Rewrite all the entries below, swapping the phrase "blue stripe" for "blue band" wherever it occurs and leaving everything else unchanged.

==== Exercise data ====

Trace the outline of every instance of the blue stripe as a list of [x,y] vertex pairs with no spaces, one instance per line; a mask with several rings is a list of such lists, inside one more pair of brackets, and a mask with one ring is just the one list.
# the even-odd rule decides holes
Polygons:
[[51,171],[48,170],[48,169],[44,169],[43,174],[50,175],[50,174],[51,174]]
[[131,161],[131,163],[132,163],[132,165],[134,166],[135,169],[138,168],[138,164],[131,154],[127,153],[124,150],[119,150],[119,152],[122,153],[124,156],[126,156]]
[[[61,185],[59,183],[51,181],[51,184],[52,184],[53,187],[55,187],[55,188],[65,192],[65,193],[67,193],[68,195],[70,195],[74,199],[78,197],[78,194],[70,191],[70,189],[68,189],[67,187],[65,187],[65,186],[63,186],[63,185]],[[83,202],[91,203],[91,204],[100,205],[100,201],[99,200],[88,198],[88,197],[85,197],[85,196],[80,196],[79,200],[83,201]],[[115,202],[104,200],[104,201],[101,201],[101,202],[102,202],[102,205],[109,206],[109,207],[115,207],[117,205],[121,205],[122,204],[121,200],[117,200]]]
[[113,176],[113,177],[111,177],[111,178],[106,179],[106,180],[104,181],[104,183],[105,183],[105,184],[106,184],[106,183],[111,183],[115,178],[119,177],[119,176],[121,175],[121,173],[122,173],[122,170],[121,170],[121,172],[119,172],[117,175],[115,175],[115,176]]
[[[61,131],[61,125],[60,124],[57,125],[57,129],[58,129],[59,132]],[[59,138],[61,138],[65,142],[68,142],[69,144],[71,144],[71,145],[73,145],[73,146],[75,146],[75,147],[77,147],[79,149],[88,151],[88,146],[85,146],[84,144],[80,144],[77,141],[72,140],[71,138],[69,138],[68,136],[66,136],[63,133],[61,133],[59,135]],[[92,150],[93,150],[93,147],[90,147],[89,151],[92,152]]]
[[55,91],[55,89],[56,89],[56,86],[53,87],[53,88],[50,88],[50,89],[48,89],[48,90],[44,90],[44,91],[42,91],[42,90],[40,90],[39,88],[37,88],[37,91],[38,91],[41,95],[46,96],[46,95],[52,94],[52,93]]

====

Final answer:
Trace the outline of every instance of the blue band as a list of [x,y] vertex pairs with no spaces, one instance per line; a mask with several rings is a list of such lists, inside one more pair of brackets, and a mask with one ring is just the one list.
# the even-odd rule decides holes
Polygons:
[[51,171],[48,170],[48,169],[44,169],[43,174],[50,175],[50,174],[51,174]]
[[131,161],[131,163],[132,163],[132,165],[134,166],[135,169],[138,168],[138,164],[131,154],[127,153],[124,150],[119,150],[119,152],[122,153],[124,156],[126,156]]
[[[61,185],[59,183],[51,181],[51,184],[52,184],[53,187],[55,187],[55,188],[65,192],[65,193],[67,193],[68,195],[70,195],[74,199],[78,197],[78,194],[70,191],[70,189],[68,189],[67,187],[65,187],[65,186],[63,186],[63,185]],[[83,202],[91,203],[91,204],[100,205],[100,201],[99,200],[88,198],[88,197],[85,197],[85,196],[80,196],[79,200],[83,201]],[[115,202],[104,200],[104,201],[101,201],[101,202],[102,202],[102,205],[109,206],[109,207],[115,207],[117,205],[121,205],[122,204],[121,200],[117,200]]]
[[113,176],[113,177],[111,177],[111,178],[106,179],[106,180],[104,181],[104,183],[105,183],[105,184],[106,184],[106,183],[111,183],[115,178],[119,177],[119,176],[121,175],[121,173],[122,173],[122,170],[121,170],[121,172],[119,172],[117,175],[115,175],[115,176]]
[[[61,131],[61,125],[60,124],[57,125],[57,129],[58,129],[59,132]],[[59,138],[61,138],[65,142],[68,142],[69,144],[71,144],[71,145],[73,145],[73,146],[75,146],[75,147],[77,147],[79,149],[88,151],[88,146],[85,146],[84,144],[80,144],[77,141],[72,140],[71,138],[69,138],[68,136],[66,136],[63,133],[61,133],[59,135]],[[92,150],[93,150],[93,147],[90,147],[89,151],[92,152]]]
[[55,91],[55,89],[56,89],[56,86],[53,87],[53,88],[50,88],[50,89],[48,89],[48,90],[44,90],[44,91],[42,91],[42,90],[40,90],[39,88],[37,88],[37,91],[38,91],[41,95],[46,96],[46,95],[52,94],[52,93]]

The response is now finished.